%%

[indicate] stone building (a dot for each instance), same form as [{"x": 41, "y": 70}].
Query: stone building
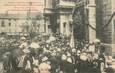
[
  {"x": 58, "y": 15},
  {"x": 19, "y": 23},
  {"x": 107, "y": 9}
]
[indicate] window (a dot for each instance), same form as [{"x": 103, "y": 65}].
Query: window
[{"x": 2, "y": 24}]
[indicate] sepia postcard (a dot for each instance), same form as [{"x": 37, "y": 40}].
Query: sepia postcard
[{"x": 57, "y": 36}]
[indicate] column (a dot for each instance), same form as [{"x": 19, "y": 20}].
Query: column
[
  {"x": 62, "y": 20},
  {"x": 92, "y": 20}
]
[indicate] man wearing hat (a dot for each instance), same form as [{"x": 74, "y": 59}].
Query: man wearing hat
[{"x": 44, "y": 67}]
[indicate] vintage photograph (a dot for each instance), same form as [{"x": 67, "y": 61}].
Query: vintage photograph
[{"x": 57, "y": 36}]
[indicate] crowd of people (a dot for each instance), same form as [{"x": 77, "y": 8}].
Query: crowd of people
[{"x": 53, "y": 54}]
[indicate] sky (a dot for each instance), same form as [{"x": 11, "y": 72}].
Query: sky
[{"x": 21, "y": 6}]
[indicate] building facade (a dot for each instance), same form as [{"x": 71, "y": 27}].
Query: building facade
[
  {"x": 58, "y": 14},
  {"x": 19, "y": 23},
  {"x": 107, "y": 16}
]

%%

## Task goal
Convert the listing above into a JSON array of strings, one string per line, skipping blank lines and omitting the pictures.

## Answer in full
[
  "[indicate] stone building (a dot for each instance), same form as [{\"x\": 41, \"y\": 70}].",
  "Query: stone building",
  "[",
  "  {\"x\": 58, \"y\": 15},",
  "  {\"x\": 19, \"y\": 23},",
  "  {\"x\": 107, \"y\": 9}",
  "]",
  "[indicate] window (a dot for each instance), same form as [{\"x\": 103, \"y\": 65}].",
  "Query: window",
  "[{\"x\": 2, \"y\": 24}]",
  "[indicate] sepia postcard (a dot for each instance), same form as [{\"x\": 37, \"y\": 40}].",
  "Query: sepia postcard",
  "[{\"x\": 57, \"y\": 36}]",
  "[indicate] column (a dot for each instance), same form as [{\"x\": 19, \"y\": 20}].",
  "Query: column",
  "[",
  "  {\"x\": 62, \"y\": 20},",
  "  {\"x\": 92, \"y\": 20}",
  "]",
  "[indicate] man wearing hat (a dot for each instance), same form as [{\"x\": 74, \"y\": 59}].",
  "Query: man wearing hat",
  "[{\"x\": 44, \"y\": 67}]",
  "[indicate] vintage photograph (a dot for each instance), same form as [{\"x\": 67, \"y\": 61}].",
  "Query: vintage photograph",
  "[{\"x\": 57, \"y\": 36}]",
  "[indicate] crowd of people (a dot for each instance), same form as [{\"x\": 77, \"y\": 8}].",
  "Query: crowd of people",
  "[{\"x\": 53, \"y\": 54}]",
  "[indicate] sky (a dot for each instance), same form as [{\"x\": 11, \"y\": 72}].",
  "Query: sky",
  "[{\"x\": 21, \"y\": 6}]",
  "[indicate] building facade (a dot for each instance), same form as [{\"x\": 71, \"y\": 27}].",
  "Query: building facade",
  "[",
  "  {\"x\": 58, \"y\": 14},",
  "  {\"x\": 19, \"y\": 23},",
  "  {\"x\": 107, \"y\": 16}",
  "]"
]